WHAT NEEDS TO BE DONE —
Copy out exactly the stretch of the listing below that begins at the line containing "Target: straw-colored field" and ends at the line containing "point: pregnant woman", and copy nothing outside it.

MATERIAL FOR THE TASK —
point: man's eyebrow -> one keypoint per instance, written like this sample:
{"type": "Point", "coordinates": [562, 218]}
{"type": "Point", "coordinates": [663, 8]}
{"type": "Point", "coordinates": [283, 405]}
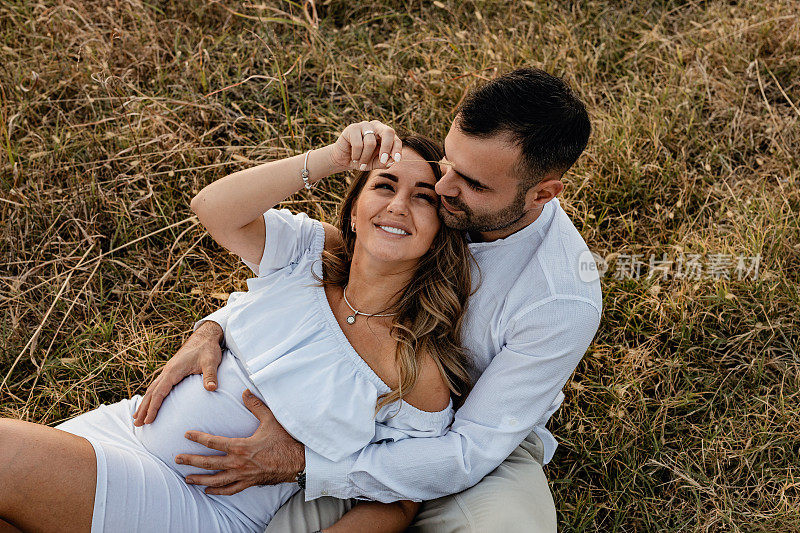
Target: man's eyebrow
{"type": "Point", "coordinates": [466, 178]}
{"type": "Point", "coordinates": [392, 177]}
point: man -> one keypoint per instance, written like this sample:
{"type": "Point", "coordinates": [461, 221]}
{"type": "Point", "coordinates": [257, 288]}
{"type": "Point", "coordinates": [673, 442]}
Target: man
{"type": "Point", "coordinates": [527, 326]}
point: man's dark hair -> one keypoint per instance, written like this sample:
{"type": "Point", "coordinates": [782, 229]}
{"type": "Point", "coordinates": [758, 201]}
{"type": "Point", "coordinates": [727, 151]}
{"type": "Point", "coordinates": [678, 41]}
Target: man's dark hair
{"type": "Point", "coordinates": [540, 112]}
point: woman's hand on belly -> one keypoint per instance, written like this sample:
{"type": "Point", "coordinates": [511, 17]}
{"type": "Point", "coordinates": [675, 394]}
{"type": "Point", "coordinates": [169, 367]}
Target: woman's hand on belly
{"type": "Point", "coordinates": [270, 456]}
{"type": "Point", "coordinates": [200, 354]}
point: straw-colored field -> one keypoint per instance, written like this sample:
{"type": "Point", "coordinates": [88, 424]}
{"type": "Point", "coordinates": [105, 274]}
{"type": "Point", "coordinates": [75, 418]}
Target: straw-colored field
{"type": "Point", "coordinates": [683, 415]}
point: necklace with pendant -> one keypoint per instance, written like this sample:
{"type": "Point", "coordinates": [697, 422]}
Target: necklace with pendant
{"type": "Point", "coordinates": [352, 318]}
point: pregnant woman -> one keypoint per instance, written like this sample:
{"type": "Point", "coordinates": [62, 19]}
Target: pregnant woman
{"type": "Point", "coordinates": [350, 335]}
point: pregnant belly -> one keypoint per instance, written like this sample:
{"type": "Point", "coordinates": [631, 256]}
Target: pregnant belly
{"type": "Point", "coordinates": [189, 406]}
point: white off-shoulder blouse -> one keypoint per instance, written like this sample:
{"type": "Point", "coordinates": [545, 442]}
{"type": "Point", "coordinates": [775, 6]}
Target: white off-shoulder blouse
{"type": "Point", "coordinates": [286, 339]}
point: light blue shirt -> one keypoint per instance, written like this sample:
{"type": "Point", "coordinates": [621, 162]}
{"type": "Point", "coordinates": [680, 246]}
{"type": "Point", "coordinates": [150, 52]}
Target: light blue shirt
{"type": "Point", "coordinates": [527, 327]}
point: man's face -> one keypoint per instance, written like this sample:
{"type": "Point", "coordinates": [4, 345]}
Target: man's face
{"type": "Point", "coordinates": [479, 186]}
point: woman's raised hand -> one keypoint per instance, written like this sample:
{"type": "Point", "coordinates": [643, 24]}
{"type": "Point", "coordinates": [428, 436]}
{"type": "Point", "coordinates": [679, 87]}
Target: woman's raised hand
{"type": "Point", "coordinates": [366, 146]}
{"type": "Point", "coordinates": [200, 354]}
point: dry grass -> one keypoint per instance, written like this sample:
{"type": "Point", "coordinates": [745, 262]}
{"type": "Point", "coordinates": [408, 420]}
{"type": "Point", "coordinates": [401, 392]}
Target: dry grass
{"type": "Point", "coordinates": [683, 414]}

ANSWER SPACE —
Target: straw-colored field
{"type": "Point", "coordinates": [683, 415]}
point: necklace with pendant -> one keypoint per instance, written like this sample:
{"type": "Point", "coordinates": [697, 422]}
Target: necklace with pendant
{"type": "Point", "coordinates": [352, 318]}
point: pregnant woman -> one keypoint per instance, written like this sample:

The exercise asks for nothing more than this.